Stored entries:
+ + + + + + +

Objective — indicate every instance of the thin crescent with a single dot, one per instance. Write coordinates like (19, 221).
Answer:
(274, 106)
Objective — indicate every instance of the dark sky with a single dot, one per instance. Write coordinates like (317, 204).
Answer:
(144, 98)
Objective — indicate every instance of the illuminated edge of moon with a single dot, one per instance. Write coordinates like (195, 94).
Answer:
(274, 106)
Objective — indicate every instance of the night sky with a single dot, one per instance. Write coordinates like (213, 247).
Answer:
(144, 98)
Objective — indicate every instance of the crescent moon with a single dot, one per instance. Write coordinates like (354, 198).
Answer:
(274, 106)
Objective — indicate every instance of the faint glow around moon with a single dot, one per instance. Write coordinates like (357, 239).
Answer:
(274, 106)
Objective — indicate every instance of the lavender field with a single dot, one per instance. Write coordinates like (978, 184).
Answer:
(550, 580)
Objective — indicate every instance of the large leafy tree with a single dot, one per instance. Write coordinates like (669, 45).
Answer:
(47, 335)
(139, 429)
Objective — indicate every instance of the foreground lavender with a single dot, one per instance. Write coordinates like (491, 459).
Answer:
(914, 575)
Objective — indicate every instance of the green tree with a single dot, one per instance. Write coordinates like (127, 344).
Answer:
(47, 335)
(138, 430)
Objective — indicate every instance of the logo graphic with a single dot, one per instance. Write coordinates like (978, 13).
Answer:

+ + + + + + +

Reproduce the listing shown above in its entirety, exactly.

Expected answer:
Objective — indicate every instance of the thin crescent with a single dot, one per instance. Write coordinates like (19, 221).
Answer:
(274, 106)
Objective — indicate every instance of the dark sky with a single dot, one per instance. Write coordinates like (317, 204).
Answer:
(144, 98)
Objective — indicate every instance of the illuminated edge of moon with a single dot, one per instance. Write coordinates like (195, 94).
Answer:
(274, 106)
Objective — indicate every instance of the night sky with a single dot, one per instance. Write coordinates like (213, 247).
Answer:
(144, 98)
Objective — indicate every instance of the crescent moon with a single dot, one per instance. Write coordinates like (354, 198).
Answer:
(274, 106)
Objective — indicate every instance of the faint glow around moon with a single dot, one per instance. Write coordinates like (357, 239).
Answer:
(274, 106)
Objective — indicate every instance of the lavender field with a single dot, one per instance. Write coordinates like (978, 184).
Answer:
(550, 580)
Objective — indicate every instance of the large leafy tree with a single dot, one per instance. Write coordinates like (669, 45).
Answer:
(47, 335)
(139, 429)
Objective — indicate every instance of the foreground lavender with a single dot, one per instance. Write coordinates like (491, 459).
Answer:
(914, 575)
Objective — indicate every instance of the green tree with a single dot, one per instance. Write coordinates like (127, 344).
Answer:
(47, 335)
(138, 430)
Objective — indicate every instance of the logo graphic with a single dot, one per instance. Write coordinates like (978, 13).
Answer:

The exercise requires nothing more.